(Saved entries)
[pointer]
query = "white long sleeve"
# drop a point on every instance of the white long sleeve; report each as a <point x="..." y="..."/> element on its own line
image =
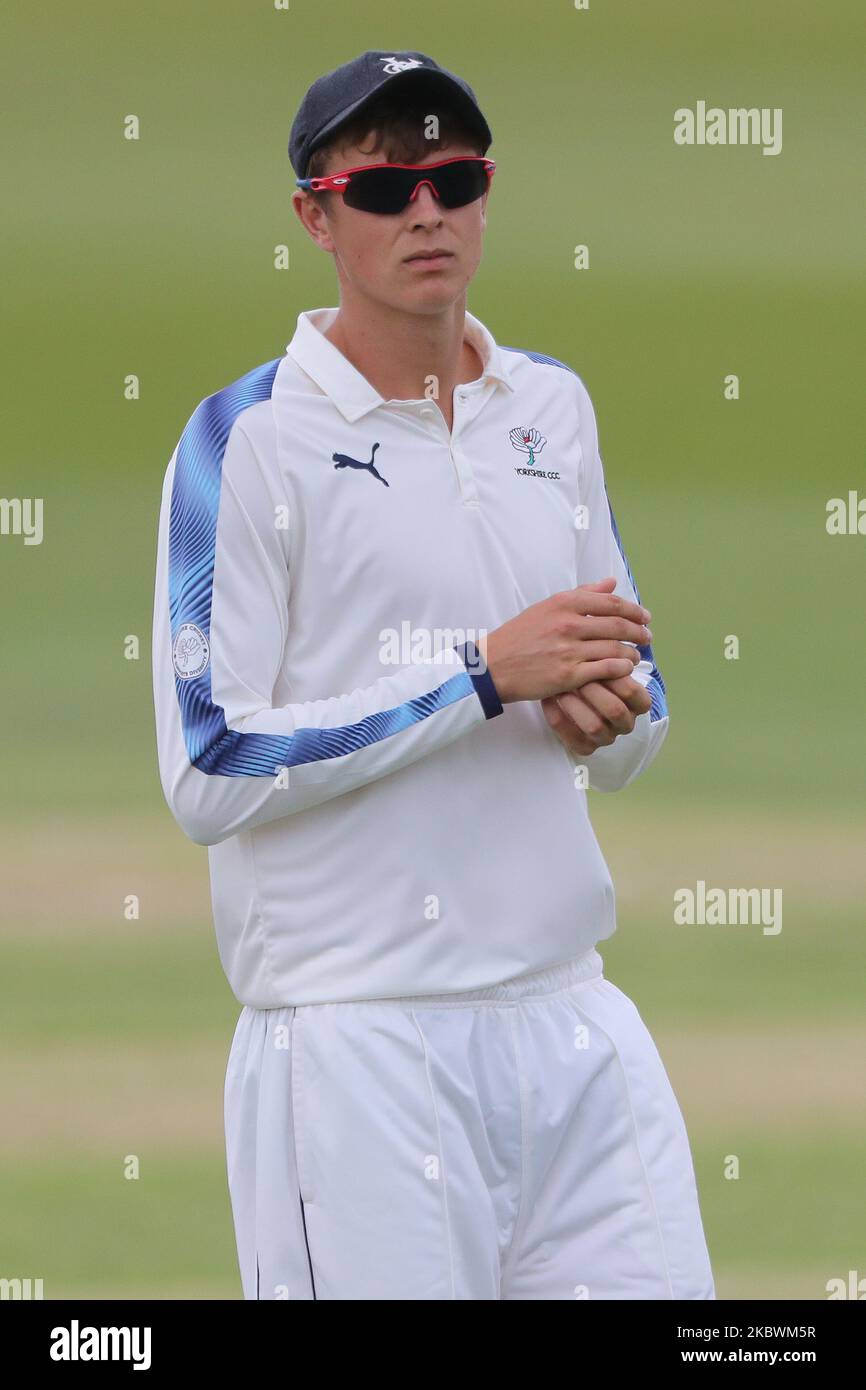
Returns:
<point x="601" y="553"/>
<point x="231" y="754"/>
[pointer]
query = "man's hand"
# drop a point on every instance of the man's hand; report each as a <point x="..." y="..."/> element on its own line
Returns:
<point x="597" y="713"/>
<point x="563" y="642"/>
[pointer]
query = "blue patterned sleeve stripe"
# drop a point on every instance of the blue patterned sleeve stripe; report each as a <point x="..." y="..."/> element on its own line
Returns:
<point x="192" y="533"/>
<point x="656" y="684"/>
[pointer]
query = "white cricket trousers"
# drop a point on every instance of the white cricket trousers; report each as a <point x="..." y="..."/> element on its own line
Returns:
<point x="517" y="1141"/>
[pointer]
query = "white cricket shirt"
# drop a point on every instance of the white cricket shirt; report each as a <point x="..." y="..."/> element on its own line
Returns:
<point x="378" y="824"/>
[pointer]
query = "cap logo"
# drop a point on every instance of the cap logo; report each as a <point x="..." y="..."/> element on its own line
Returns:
<point x="395" y="64"/>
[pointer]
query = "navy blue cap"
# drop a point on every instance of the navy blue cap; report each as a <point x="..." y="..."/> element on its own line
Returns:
<point x="337" y="96"/>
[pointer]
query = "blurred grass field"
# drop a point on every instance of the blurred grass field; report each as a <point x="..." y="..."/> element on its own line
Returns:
<point x="156" y="257"/>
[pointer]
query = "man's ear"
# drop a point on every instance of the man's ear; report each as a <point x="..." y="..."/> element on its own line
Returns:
<point x="313" y="218"/>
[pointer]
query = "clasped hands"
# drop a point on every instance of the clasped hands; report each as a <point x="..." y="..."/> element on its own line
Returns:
<point x="597" y="713"/>
<point x="574" y="652"/>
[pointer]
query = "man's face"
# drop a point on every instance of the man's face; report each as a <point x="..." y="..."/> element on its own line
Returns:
<point x="373" y="250"/>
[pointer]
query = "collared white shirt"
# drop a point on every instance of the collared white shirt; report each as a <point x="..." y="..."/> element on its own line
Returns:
<point x="378" y="824"/>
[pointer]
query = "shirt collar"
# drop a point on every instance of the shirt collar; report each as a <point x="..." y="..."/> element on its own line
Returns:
<point x="349" y="391"/>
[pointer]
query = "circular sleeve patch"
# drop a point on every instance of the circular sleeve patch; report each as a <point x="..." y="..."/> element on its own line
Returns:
<point x="189" y="652"/>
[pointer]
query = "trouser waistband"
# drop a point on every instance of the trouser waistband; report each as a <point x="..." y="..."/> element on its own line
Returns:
<point x="551" y="980"/>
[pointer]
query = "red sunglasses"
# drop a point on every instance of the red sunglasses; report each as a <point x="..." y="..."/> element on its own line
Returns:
<point x="389" y="188"/>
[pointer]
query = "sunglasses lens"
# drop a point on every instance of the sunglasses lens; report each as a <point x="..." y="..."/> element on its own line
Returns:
<point x="389" y="189"/>
<point x="378" y="191"/>
<point x="460" y="184"/>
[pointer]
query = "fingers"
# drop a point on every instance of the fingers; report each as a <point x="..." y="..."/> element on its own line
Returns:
<point x="588" y="598"/>
<point x="601" y="706"/>
<point x="631" y="692"/>
<point x="567" y="733"/>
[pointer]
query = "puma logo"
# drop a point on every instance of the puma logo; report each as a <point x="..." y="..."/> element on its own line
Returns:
<point x="342" y="460"/>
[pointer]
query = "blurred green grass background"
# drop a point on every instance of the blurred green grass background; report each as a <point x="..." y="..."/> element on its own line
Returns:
<point x="156" y="257"/>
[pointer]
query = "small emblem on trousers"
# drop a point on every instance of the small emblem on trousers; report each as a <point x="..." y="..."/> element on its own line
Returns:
<point x="342" y="460"/>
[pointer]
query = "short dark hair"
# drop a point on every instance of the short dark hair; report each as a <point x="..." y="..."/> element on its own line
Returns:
<point x="395" y="123"/>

> **WORK TO BE COMPLETED**
In the records above, find every line with the word "sleeve" and copy it.

> **EXERCISE ANSWER**
query = "white long sleeve"
# drop a point on every instance of the white long sleeve; report each as a <point x="..." y="..."/> element on its own line
query = "blue patterned sleeve stripe"
# drop a point on every instance of the blue patterned sleeve stripe; report each as a <point x="..." y="..."/> element on its own line
query = "circular sleeve patch"
# drop a point on every instance of the circular sleeve patch; report each as a <point x="..." y="..."/> element on its own line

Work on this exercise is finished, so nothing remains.